- SUPPLIED DATA -
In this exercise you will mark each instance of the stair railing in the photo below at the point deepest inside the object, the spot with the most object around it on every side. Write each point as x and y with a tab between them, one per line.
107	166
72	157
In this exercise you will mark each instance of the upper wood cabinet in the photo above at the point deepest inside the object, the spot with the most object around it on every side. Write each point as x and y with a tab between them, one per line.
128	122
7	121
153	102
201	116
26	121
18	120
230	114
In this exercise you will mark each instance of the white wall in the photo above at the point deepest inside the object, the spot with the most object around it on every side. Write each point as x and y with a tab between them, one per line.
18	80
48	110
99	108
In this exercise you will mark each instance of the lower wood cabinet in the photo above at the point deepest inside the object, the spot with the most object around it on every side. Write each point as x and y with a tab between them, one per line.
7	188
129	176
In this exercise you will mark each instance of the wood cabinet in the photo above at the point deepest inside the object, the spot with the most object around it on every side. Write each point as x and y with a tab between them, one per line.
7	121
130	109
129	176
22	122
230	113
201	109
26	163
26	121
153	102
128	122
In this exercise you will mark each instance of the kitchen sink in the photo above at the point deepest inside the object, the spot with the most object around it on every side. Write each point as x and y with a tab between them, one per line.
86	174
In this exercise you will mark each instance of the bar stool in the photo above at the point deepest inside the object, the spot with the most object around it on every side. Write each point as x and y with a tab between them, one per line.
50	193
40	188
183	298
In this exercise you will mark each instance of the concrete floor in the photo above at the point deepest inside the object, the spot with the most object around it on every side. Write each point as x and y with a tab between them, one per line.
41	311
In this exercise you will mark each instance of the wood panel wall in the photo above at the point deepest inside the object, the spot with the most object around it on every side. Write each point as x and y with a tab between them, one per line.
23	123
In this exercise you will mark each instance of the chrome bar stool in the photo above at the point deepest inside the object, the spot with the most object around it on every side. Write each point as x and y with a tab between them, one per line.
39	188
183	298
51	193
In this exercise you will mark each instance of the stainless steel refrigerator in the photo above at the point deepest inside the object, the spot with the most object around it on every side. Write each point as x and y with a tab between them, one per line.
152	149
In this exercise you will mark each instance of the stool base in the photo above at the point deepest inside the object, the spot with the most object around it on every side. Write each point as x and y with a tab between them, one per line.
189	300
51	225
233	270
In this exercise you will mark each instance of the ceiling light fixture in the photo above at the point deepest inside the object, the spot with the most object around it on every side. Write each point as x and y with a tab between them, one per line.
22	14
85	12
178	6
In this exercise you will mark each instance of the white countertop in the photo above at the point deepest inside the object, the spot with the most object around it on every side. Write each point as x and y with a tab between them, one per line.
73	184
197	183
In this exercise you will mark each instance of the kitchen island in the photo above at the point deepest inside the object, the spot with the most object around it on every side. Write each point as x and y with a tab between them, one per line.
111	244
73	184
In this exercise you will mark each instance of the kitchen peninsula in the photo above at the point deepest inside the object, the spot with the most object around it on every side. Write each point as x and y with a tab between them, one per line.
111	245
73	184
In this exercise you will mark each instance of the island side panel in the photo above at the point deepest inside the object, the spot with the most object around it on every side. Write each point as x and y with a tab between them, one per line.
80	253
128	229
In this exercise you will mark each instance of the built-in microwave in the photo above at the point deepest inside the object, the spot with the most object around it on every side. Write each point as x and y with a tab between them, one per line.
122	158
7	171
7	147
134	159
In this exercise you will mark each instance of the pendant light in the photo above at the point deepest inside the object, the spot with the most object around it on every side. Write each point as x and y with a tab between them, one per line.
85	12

- THE TASK -
In the records above, locate the line that contains "In this exercise you will mark each instance of the built-in". Repeat it and every line after it, exactly, and nothing else.

- RESPONSE BELOW -
In this exercise you will mark each instance of the built-in microwave in the photo above at the point deepest inside the object, the spot with the most object around it on every side. Write each point as x and y with a tab between them, one per line.
122	158
7	171
7	147
134	159
In this exercise you will mark each instance of the pendant light in the photo above at the point deepest inside the object, the spot with the most object around it on every side. Write each point as x and y with a tab between them, one per line.
85	12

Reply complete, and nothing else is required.